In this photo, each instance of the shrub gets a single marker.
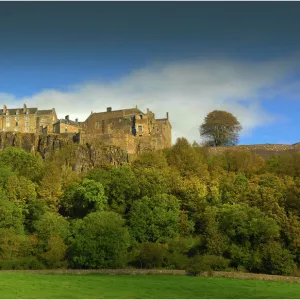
(197, 265)
(24, 263)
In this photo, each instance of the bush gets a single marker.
(24, 263)
(152, 255)
(216, 263)
(197, 265)
(206, 263)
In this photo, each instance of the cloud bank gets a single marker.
(188, 90)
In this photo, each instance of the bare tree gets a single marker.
(220, 128)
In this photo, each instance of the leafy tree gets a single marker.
(154, 219)
(120, 185)
(50, 188)
(220, 128)
(100, 241)
(187, 159)
(22, 162)
(81, 199)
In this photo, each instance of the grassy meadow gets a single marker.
(140, 286)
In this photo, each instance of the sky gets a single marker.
(185, 58)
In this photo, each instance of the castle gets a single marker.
(130, 129)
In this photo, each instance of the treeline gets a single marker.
(178, 209)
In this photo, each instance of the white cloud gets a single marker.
(188, 90)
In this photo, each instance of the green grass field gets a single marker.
(140, 286)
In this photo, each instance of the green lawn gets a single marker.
(140, 286)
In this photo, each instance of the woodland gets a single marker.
(178, 208)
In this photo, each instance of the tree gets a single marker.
(220, 128)
(101, 240)
(154, 219)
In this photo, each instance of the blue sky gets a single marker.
(184, 58)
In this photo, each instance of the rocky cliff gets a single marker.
(82, 157)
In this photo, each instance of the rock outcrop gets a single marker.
(82, 157)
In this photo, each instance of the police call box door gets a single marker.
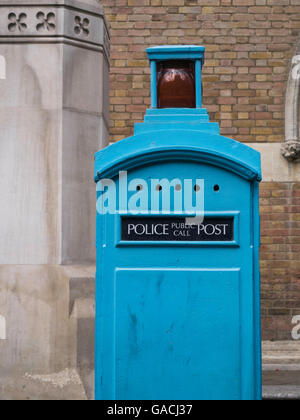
(177, 310)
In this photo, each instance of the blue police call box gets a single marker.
(178, 235)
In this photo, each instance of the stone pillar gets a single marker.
(53, 118)
(54, 115)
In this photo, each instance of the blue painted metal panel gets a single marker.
(180, 320)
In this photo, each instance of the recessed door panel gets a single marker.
(177, 334)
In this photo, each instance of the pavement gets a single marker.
(281, 370)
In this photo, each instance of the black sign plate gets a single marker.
(212, 229)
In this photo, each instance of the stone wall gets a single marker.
(249, 47)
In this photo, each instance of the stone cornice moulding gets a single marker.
(291, 147)
(57, 21)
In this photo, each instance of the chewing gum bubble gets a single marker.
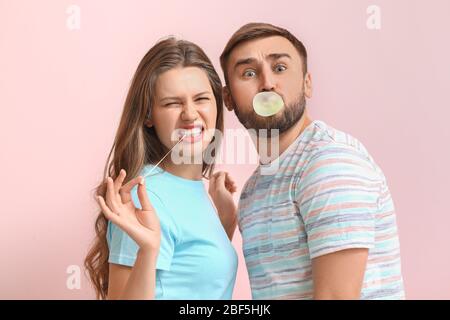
(267, 104)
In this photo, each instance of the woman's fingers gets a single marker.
(220, 180)
(143, 197)
(119, 181)
(111, 198)
(106, 210)
(126, 189)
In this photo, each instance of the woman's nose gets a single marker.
(189, 112)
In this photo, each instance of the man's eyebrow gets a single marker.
(275, 56)
(272, 56)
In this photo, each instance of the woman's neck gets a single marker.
(186, 171)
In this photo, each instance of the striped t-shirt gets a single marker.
(325, 194)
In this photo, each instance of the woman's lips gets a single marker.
(191, 135)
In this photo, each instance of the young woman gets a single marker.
(158, 234)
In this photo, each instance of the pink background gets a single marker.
(62, 92)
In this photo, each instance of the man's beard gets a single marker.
(282, 121)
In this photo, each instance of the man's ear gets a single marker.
(148, 123)
(308, 85)
(227, 98)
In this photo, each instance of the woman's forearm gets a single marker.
(229, 223)
(142, 281)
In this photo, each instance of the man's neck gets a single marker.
(285, 139)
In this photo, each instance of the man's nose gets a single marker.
(189, 112)
(267, 80)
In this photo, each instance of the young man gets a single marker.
(321, 225)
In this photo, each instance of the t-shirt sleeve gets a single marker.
(123, 249)
(338, 197)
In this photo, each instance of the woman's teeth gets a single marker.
(191, 132)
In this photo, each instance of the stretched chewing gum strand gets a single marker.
(267, 104)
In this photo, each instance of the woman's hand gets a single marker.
(142, 225)
(221, 189)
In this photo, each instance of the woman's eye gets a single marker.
(172, 104)
(280, 68)
(249, 73)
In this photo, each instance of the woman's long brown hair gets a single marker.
(135, 144)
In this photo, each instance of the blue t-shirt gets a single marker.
(196, 259)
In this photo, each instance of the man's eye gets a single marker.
(280, 68)
(249, 73)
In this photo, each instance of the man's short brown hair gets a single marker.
(252, 31)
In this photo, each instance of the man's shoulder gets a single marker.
(325, 140)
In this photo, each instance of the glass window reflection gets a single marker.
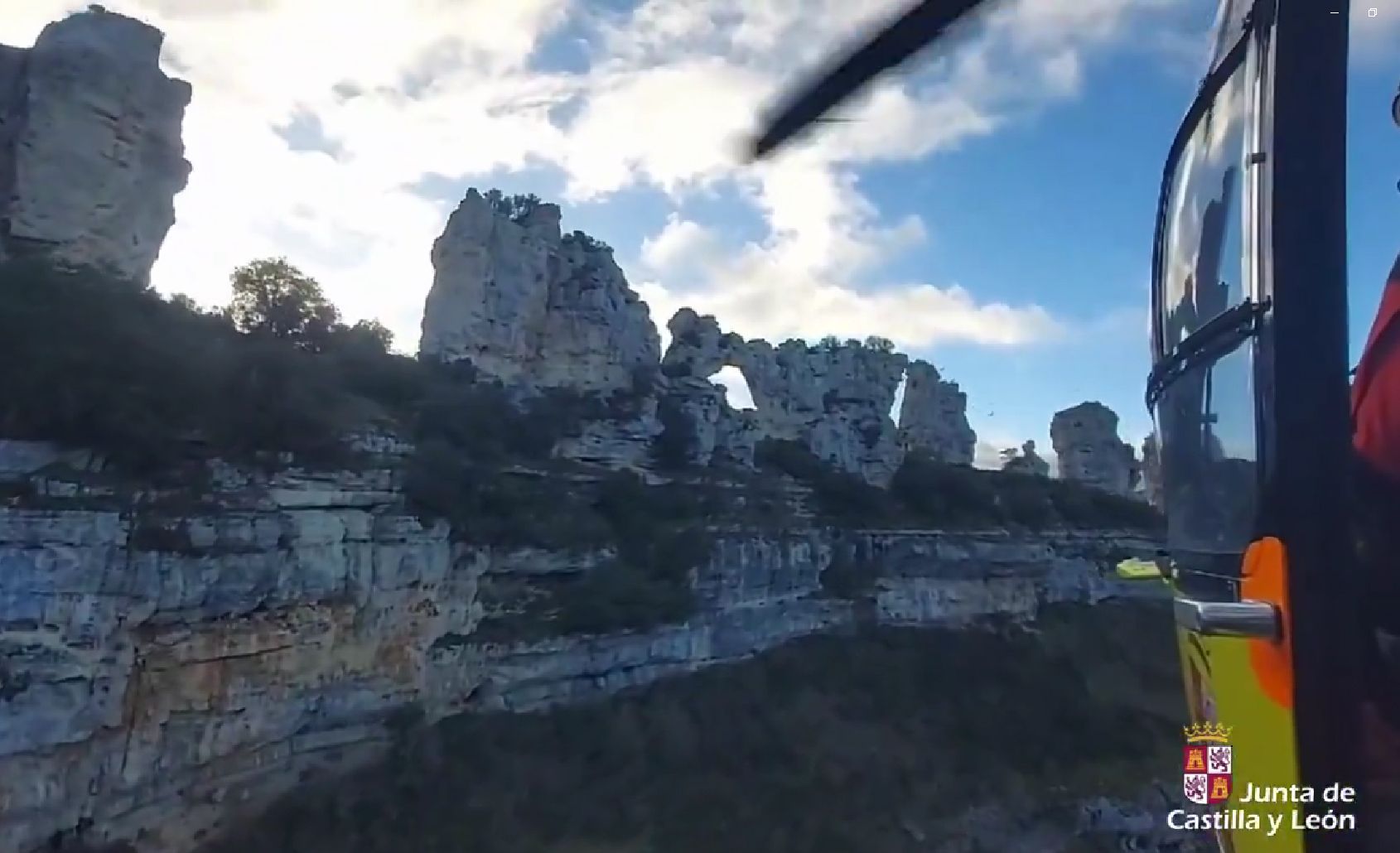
(1203, 249)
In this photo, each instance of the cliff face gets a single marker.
(529, 306)
(168, 667)
(90, 145)
(933, 419)
(832, 399)
(1088, 449)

----

WHAT TO DO:
Going from the line with "In this photo, each instance of the man's nose" to the last line of the listing, write out each line exactly and nothing else. Leave out all pictures.

SOLUTION TO THE EXERCISE:
In this photo, each instance of the man's nose gets a single marker.
(189, 112)
(267, 80)
In this photo, each instance of the young man gets a single marker.
(321, 225)
In this photo, each instance of the t-shirt sleeve gets a single marker.
(123, 249)
(338, 197)
In this photo, each instance of the woman's teeth gets a single marker.
(191, 132)
In this photo, each instance of the stretched chewing gum strand gets a single marker.
(267, 104)
In this photo, each instance of the woman's hand gets a single marker.
(142, 225)
(221, 189)
In this photo, each instance of the woman's eye gets a single marker.
(172, 104)
(280, 68)
(249, 73)
In this photo, each instance of the woman's long brown hair gets a single marker.
(135, 144)
In this photo, each instance of the blue t-shirt gets a single marker.
(196, 259)
In this photo, each instance of the man's eye gets a single marker.
(280, 68)
(249, 73)
In this photo, each instance of the man's short brown hair gets a single marker.
(252, 31)
In this photo, each instance of the man's shoulder gets a single marker.
(325, 140)
In this photo, each instance of the glass window reflection gets a single marker.
(1203, 249)
In this photo, each instance of the cliff face gets a single marker.
(529, 306)
(168, 667)
(90, 145)
(933, 419)
(832, 399)
(1088, 449)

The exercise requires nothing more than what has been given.